(Task instructions): Please list, in full, every line below that contains the word "necktie".

(Input for this task):
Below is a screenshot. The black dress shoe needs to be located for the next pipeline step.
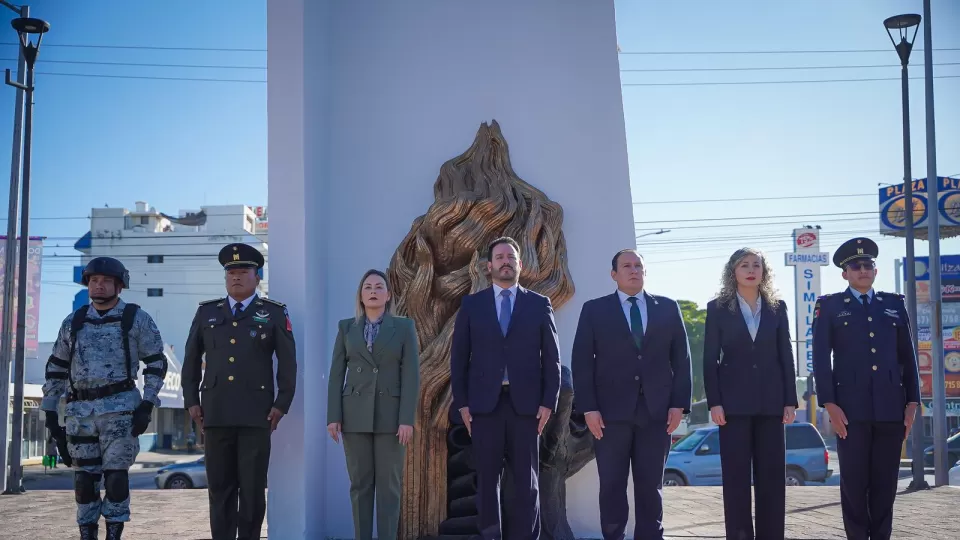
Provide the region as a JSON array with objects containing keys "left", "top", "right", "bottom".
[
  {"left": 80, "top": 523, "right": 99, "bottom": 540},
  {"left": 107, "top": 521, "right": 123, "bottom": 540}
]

==

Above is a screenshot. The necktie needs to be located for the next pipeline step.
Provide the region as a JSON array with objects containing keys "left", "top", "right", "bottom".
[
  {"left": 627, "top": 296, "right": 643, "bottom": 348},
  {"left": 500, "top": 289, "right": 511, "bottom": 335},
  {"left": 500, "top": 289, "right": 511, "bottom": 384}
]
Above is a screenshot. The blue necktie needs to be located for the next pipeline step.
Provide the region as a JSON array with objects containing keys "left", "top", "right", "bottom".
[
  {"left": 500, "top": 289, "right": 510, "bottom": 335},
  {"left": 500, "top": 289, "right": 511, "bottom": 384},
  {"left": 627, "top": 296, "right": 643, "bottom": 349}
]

(Solution for this problem):
Above is a screenshot. The necktie needs to be located for the next pipeline step.
Above is a screenshot. The blue necktie needs to be located for the next pipeline step.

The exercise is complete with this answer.